◆ Required work: Output all records verbatim.

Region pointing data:
————————

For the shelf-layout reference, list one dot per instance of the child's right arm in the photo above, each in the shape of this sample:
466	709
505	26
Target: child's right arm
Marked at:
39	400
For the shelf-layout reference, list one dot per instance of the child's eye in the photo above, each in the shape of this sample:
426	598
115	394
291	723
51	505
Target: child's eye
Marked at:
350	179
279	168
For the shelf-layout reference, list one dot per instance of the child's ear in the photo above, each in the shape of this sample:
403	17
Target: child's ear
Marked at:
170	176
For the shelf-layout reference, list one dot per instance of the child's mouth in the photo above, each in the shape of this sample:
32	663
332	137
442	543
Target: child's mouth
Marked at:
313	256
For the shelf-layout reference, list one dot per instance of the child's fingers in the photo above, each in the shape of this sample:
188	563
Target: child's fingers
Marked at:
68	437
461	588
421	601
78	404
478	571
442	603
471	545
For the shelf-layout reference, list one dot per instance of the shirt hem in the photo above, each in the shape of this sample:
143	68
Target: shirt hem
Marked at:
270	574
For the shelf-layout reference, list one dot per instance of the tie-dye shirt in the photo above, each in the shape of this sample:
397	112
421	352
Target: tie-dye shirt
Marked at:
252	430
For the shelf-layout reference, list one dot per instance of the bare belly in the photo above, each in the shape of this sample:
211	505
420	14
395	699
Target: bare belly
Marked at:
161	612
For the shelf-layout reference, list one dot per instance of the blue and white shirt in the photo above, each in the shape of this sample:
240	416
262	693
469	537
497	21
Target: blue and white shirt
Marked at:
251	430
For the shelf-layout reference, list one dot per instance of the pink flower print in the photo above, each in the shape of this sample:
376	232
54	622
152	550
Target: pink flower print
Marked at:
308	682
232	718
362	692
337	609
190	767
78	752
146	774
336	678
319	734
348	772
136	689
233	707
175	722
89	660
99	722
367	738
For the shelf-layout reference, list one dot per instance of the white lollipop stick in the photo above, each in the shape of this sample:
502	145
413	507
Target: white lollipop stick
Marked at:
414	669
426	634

————————

◆ Written solution:
For the shelf-layout reference, list one dot per instance of the child's right arm in the photo above, each in the shape of this sample:
466	709
505	26
Target: child's right arm
Marked at:
39	400
For the shelf-layout reference, list one dot per instance of the child's eye in the photo above, each in the shape of this sample:
426	598
115	394
291	723
51	505
Target: child's eye
Marked at:
350	179
279	168
For the shelf-layout reference, list one dot per instance of the child's ear in the photo above, each in the shape of this sample:
403	17
Target: child's ear
Marked at:
170	176
For the shelf-layout reference, list one dot per instance of the child's mouth in the photo above, each in the shape of this sample:
32	663
332	137
442	543
Target: child's mouth
Marked at:
313	256
For the shelf-layout reference, list one dot per instance of the child's fingers in the photo above, each in the shape of this sample:
188	563
Target: child's fingers
Marked at:
68	437
461	588
421	601
78	404
478	571
442	603
471	545
For the shelf-layout reference, list one dot per instance of the shirt hem in the photo above, each in the shape of this sample:
143	68
Target: shirt hem
Marked at:
270	574
For the shelf-layout reference, list one dot per instance of the tie-dye shirt in the photo above, each in the shape of this sample:
397	112
421	352
Target: tie-dye shirt
Marked at:
252	430
For the shelf-layout reference, list one dot per instance of the bare belly in the photo above, each in the shape of this sample:
211	505
420	14
395	699
Target: bare belly
Marked at:
161	612
For the shelf-layout reference, list one dot per instance of the blue and white shirt in the photo above, each in the shape of this sample:
240	416
262	693
469	537
497	21
Target: blue and white shirt
Marked at:
251	430
For the shelf-layout reference, list one dot per instance of the pink flower print in the photo above, each in the shape of this sample:
376	232
54	622
152	550
Target: pink flower print
Marked at:
308	682
232	718
362	692
337	609
190	767
78	752
146	774
336	678
319	734
348	772
136	689
233	707
175	722
89	660
99	722
367	738
For the shelf-layout reference, list one dot per instance of the white lollipop stick in the photo above, each in the shape of this sample:
502	145
413	507
Target: white lollipop stick
Marked at:
414	669
426	634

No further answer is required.